(Task brief): Could you pick up the write-up about the Ford EcoSport contaminated with chip-seal bitumen after its last sentence and continue it?

(Exercise passage):
--------------------

Ford EcoSport contaminated with chip-seal bitumen particles drawn through the air intake into the ventilation system. Scuttle dismantled, UVA fog through ventilation on circulate, pollen filter replaced, Formula 429 throughout.
This Ford EcoSport came in covered in what turned out to be bitumen chip -- the fine gritty particles that come off a freshly chip-sealed road surface. The problem with chip-seal contamination is that the tiny particles get airborne and get drawn in through the car's air intake. On this car they had gone through the scuttle area, past the pollen filter, and into the ventilation system -- and then been circulated through the cabin. Little dots of the material were visible on every interior surface, including the windows.

--------------------

(Extracted records):
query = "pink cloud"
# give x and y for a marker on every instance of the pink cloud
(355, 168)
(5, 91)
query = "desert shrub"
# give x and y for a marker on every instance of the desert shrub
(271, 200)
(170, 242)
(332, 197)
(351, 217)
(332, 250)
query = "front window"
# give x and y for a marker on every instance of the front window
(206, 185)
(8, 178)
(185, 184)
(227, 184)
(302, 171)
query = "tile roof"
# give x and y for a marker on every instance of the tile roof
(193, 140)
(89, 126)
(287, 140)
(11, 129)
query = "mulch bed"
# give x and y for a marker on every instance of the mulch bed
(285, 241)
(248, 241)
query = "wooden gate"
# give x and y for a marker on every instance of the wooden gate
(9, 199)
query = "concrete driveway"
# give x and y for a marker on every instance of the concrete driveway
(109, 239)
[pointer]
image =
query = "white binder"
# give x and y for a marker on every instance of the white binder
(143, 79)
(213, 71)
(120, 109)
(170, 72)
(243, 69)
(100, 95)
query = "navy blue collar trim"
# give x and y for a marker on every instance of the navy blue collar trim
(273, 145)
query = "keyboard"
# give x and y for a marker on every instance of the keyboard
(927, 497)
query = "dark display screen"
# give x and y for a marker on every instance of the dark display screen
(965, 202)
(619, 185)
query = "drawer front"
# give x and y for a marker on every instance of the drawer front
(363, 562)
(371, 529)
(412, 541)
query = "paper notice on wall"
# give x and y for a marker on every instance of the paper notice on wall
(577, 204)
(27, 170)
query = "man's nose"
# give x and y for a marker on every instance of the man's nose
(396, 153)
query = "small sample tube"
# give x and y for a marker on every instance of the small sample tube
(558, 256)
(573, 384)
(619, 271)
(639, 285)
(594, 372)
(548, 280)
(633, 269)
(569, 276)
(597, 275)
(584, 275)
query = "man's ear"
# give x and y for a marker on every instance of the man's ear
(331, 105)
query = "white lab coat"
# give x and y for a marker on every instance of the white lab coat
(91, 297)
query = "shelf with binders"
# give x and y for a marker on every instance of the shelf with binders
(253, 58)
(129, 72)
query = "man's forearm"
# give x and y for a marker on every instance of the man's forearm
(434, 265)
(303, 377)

--------------------

(Expected answer):
James took the scuttle area completely apart to access the air intake and ventilation entry points. While the scuttle was off, UVA fog was applied through the system with the air conditioning running on circulate -- that causes the intake flap to open and close repeatedly, so the disinfectant coats the flap and the mechanism rather than just the duct. Air was also blown through from both ends. Formula 429 (Chemspec, hospital grade) was used throughout.
The pollen filter was replaced -- it had taken the brunt of the contamination, and there was no point leaving it in. The scuttle area was cleaned out, all the brackets cleaned, and the front end reassembled. Interior vacuumed, all surfaces cleaned, mats washed. End result: all the contamination removed and the ventilation system clean.